TASK TO COMPLETE:
Of the entries below, return only those lines from the line with "Note. One marker is placed on each instance of the tall" to the line with "Target: tree bark", exactly, both included.

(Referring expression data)
====================

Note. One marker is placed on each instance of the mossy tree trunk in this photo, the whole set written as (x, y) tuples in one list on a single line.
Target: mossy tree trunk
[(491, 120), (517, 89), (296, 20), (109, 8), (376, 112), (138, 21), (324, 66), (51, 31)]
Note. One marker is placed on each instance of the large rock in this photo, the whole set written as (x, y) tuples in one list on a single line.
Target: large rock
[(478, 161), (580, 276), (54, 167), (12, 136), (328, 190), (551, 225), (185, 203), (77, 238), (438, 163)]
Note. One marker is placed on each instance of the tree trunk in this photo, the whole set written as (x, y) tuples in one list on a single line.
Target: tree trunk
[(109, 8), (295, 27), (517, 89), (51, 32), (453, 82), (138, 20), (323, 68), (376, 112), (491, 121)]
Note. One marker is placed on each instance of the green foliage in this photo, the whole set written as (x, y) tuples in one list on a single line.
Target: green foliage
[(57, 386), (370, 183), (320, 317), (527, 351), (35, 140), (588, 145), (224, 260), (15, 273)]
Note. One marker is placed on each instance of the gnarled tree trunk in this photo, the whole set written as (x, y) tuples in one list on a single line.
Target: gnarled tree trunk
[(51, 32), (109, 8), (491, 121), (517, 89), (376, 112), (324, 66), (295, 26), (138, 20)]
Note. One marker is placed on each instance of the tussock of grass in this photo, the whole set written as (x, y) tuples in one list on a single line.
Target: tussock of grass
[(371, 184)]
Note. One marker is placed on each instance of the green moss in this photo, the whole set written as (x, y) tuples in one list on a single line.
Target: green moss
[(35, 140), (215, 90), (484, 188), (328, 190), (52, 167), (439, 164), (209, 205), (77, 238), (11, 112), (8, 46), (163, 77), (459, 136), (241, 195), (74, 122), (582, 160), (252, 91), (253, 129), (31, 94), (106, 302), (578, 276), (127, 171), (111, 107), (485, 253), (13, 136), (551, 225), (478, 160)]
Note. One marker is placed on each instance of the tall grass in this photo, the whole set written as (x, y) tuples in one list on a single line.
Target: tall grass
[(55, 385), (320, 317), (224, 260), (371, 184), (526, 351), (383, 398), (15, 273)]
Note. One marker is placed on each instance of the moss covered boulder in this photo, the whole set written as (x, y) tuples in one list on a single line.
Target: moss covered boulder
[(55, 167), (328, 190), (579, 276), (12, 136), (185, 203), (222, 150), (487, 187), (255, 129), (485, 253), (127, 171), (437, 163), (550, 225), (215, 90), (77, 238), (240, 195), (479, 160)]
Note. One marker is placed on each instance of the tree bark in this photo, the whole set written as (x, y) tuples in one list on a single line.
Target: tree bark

====================

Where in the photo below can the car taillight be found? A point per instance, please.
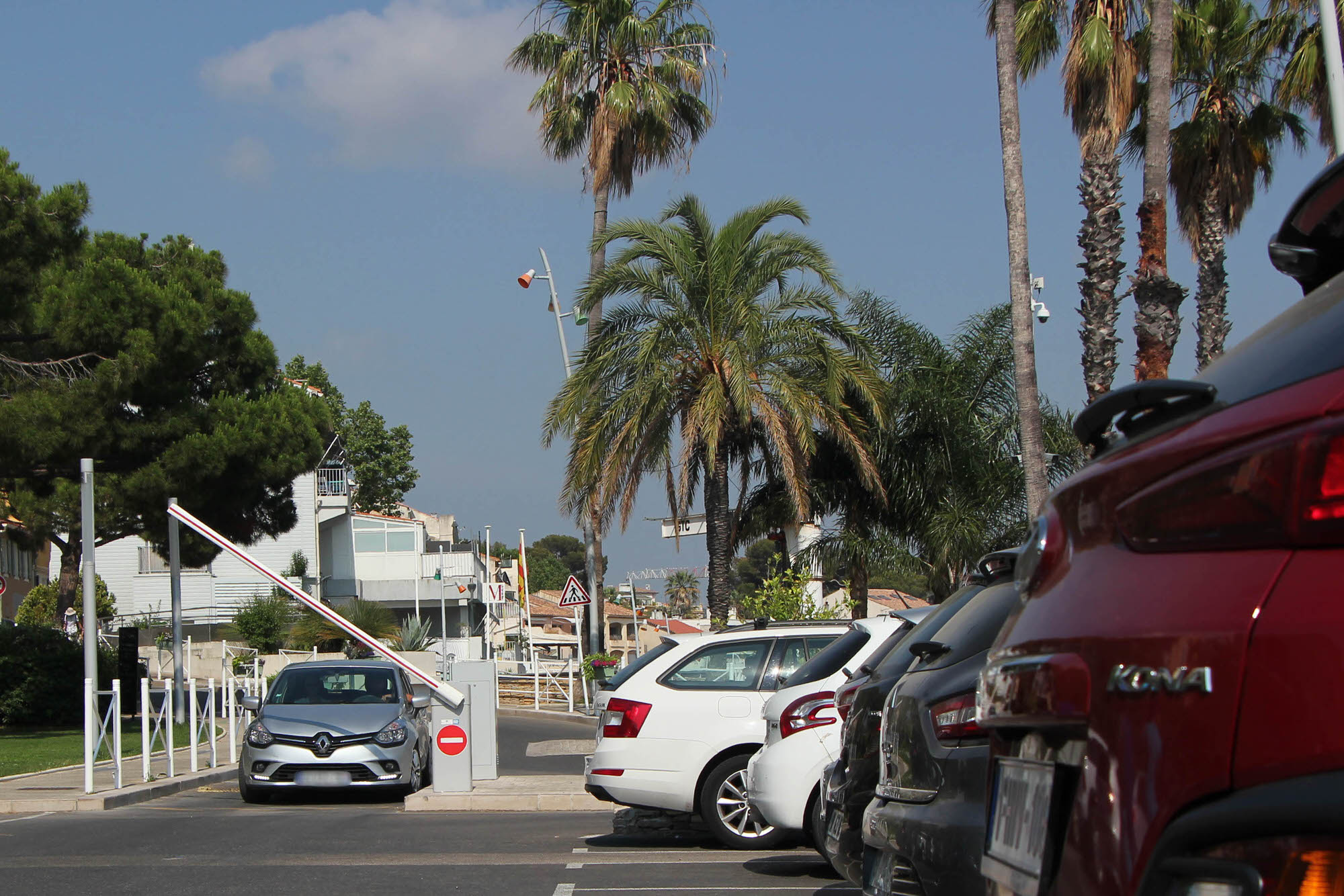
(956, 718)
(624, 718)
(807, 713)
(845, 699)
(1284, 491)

====================

EXERCISE RESULT:
Note. One marker is placed on each instance of the tall grass in this photo, the whole set written as (x, y) tuples in one list on a single line.
Target: tall grass
[(55, 385), (320, 317), (224, 260), (371, 184), (526, 351), (383, 398), (15, 273)]
Note. One marker is placed on each instance of the moss covered boulder in this photo, the whole set written as (x, y) tuples in one list on a single line.
Target: moss covered boulder
[(55, 167), (328, 190), (579, 276), (12, 136), (185, 203), (222, 150), (487, 187), (255, 129), (485, 253), (127, 171), (437, 163), (550, 225), (215, 90), (77, 238), (240, 195), (479, 160)]
Note. One marker is placed on each instance of the tree bark in this photo, the whole set written as (x, y) tuples in one list on a single line.
Target: tree bark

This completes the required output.